**Exercise passage**:
Early Friday, the Hamas-run health ministry said on its Facebook page that the hospital’s power supply had cut out, endangering the lives of six adult patients and three infants in intensive care dependent on oxygen. About 40 minutes later, it said in another post that three of the patients had died.
The Israeli military’s evacuation orders before the raid on the Nasser complex, which had been the largest functioning hospital left in Gaza and had thousands of civilians sheltering on its grounds, sparked alarm from international observers.
“Nasser is the backbone of the health system in southern Gaza,” Tedros Adhanom Ghebreyesus, the director general of the World Health Organization, wrote on X earlier in the week. “It must be protected.”

**Task instructions**:
[A] In the passage on Nasser hospital, how long after the first post did the health ministry say three patients had died?
[B] Write out the part of the Nasser hospital passage that starts with "The Israeli military’s" and goes on through "from international observers.".
[C] Carry the report about Nasser hospital forward from its last sentence.

**The data**:

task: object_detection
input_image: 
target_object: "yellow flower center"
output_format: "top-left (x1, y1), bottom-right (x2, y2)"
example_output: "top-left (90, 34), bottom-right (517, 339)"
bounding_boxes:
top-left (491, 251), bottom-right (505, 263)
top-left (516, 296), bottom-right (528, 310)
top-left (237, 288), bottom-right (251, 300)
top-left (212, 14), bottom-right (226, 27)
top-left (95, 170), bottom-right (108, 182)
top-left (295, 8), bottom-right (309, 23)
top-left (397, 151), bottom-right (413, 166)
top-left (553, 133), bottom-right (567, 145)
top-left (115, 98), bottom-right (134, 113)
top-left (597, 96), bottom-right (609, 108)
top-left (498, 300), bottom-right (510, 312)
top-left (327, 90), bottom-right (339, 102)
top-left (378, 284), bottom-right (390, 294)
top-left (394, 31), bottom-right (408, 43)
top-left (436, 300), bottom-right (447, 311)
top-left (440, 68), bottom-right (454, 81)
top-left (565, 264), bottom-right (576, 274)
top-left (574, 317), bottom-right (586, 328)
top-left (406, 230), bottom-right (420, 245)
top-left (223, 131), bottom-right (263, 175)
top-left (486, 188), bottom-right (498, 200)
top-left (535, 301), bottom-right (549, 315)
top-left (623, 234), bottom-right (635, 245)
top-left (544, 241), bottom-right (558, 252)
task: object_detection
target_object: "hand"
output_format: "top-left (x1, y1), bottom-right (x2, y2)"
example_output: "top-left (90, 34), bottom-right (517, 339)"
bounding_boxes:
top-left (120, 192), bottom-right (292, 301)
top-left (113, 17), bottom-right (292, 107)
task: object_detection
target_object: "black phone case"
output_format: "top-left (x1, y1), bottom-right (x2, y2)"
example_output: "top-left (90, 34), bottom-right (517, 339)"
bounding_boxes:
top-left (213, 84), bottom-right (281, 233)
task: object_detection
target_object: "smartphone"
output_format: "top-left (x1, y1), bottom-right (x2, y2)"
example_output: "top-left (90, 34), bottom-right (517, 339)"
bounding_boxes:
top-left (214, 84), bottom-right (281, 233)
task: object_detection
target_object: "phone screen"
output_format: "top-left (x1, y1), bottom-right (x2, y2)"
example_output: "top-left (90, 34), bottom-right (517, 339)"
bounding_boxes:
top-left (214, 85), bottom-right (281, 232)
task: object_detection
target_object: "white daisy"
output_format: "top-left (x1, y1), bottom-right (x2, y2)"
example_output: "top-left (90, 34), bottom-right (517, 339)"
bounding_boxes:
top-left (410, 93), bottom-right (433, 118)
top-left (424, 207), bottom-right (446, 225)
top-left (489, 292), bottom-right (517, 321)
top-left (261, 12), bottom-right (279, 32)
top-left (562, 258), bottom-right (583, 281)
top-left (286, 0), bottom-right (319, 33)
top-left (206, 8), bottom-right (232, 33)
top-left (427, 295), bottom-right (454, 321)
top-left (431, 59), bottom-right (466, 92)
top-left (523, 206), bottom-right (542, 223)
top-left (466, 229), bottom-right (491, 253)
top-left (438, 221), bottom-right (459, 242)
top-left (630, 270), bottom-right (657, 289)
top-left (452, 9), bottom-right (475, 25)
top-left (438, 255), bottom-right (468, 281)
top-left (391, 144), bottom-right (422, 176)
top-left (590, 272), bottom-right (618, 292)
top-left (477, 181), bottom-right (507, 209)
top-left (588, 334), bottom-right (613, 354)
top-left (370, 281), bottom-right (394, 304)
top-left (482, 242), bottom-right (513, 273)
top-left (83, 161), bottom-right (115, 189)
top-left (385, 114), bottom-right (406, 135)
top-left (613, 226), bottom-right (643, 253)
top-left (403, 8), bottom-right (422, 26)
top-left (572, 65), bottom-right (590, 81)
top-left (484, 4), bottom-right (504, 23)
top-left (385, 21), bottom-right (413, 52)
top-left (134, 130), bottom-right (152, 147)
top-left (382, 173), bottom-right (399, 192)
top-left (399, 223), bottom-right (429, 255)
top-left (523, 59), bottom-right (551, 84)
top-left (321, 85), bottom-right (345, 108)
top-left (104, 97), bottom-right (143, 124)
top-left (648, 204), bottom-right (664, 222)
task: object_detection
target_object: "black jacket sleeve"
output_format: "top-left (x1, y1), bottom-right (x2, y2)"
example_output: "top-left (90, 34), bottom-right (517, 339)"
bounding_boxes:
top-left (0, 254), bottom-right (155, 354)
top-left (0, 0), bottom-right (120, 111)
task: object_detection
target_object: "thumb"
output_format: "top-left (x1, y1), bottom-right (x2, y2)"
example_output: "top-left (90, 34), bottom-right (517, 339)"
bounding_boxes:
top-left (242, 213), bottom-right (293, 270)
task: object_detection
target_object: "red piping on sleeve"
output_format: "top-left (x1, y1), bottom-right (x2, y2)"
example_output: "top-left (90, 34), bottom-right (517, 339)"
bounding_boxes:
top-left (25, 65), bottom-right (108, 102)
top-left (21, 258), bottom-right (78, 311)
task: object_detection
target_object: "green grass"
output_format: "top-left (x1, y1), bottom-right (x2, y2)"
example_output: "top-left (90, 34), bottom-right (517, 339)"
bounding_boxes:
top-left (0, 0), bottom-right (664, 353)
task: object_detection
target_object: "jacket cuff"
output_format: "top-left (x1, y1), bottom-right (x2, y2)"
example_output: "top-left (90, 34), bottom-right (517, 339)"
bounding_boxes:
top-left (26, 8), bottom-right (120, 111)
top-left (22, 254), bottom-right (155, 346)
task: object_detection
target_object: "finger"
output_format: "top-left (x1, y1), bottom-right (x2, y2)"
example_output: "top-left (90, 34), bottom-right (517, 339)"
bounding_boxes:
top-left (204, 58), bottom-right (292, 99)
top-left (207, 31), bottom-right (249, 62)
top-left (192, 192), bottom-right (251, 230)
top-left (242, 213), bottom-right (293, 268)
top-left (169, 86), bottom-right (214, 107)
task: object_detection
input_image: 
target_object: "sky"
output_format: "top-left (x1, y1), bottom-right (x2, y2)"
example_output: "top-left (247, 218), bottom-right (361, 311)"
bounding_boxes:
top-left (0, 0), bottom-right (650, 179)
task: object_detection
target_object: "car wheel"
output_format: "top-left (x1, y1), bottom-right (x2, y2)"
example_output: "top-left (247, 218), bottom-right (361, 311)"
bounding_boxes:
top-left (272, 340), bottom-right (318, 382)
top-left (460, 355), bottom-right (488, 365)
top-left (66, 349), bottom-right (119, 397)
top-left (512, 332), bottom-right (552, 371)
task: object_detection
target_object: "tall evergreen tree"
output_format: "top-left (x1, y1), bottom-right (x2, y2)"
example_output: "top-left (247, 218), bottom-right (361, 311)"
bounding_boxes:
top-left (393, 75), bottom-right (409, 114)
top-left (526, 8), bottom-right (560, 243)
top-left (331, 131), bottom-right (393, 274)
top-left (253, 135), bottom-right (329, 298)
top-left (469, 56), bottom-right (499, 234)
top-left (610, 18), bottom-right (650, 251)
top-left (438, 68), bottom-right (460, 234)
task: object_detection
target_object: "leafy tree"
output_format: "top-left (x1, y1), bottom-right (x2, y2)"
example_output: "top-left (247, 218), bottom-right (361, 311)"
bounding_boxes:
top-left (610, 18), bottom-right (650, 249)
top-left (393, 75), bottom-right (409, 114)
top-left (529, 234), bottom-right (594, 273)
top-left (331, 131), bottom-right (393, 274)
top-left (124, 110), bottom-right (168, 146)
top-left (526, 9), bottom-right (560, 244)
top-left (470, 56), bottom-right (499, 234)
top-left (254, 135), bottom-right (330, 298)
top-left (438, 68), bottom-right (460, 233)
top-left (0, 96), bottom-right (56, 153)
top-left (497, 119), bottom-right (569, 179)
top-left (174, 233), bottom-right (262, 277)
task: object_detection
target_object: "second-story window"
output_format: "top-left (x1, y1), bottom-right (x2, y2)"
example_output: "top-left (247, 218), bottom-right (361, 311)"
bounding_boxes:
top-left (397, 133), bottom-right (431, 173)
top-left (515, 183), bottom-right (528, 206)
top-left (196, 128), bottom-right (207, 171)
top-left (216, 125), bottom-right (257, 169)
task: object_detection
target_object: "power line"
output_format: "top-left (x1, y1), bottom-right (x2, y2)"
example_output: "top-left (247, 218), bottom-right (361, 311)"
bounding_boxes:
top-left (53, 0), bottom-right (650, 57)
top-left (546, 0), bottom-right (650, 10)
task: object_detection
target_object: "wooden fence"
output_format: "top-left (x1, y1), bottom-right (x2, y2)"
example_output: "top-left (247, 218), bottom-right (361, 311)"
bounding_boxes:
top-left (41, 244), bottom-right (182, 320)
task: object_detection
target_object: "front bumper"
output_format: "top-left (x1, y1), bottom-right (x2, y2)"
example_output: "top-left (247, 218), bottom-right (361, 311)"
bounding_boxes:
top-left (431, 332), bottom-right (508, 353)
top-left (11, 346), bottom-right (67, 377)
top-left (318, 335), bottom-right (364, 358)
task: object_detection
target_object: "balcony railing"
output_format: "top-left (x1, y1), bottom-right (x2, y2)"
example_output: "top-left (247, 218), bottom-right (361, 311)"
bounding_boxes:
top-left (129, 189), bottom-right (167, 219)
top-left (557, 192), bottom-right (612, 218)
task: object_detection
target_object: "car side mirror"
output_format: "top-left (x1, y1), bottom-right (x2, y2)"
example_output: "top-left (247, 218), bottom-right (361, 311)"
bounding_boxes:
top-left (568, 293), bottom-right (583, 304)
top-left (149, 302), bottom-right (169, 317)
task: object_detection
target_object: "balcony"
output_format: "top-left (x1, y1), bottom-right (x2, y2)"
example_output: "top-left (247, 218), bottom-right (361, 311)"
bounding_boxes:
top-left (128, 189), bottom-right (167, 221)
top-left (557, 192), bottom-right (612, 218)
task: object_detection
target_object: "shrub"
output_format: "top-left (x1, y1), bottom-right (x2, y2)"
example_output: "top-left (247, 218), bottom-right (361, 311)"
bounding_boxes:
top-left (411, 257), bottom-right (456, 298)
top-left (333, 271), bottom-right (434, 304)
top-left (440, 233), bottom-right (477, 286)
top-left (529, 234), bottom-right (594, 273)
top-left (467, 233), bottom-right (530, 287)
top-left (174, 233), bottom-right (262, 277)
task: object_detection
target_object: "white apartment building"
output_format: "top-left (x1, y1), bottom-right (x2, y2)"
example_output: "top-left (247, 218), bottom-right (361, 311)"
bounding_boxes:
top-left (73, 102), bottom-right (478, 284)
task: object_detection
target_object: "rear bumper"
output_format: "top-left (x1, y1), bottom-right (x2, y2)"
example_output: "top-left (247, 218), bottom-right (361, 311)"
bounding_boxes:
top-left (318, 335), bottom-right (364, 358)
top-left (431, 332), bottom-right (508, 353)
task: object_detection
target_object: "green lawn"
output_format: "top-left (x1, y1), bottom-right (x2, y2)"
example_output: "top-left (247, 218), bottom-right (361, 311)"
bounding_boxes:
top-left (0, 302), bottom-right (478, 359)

**Results for each task**:
[A] About 40 minutes later.

[B]
The Israeli military’s evacuation orders before the raid on the Nasser complex, which had been the largest functioning hospital left in Gaza and had thousands of civilians sheltering on its grounds, sparked alarm from international observers.

[C]
Israel’s military late Thursday said it was continuing its search of hospital grounds. Rear Adm. Daniel Hagari, the Israeli military’s chief spokesman, said its forces had not located any hostages taken in the Oct. 7 Hamas attack. The military said earlier that its raid on the Nasser hospital was based partly on intelligence that captives had been held there and that their bodies may have been at the hospital grounds.
Admiral Hagari also identified three people he said were located on the grounds of Nasser Hospital linked to the Oct. 7 attacks or an armed group, in an apparent effort to shore up justification for its raid.
One man was an ambulance driver who had transported hostages into Gaza as part of the Hamas attacks, and another admitted to taking part in the killings on that day, Admiral Hagari said. A third man was a “known” member of the Popular Front for the Liberation of Palestine, he said.
“We found more, dozens more,” he said, saying the military would provide additional details in coming days.
Several were killed and wounded including at least one physician and patient in Thursday morning’s incursion. Videos showed chaotic scenes inside the hospital’s smoke-filled corridors, with parts of the ceiling collapsing and wire and beams protruding as gurneys are being rushed past.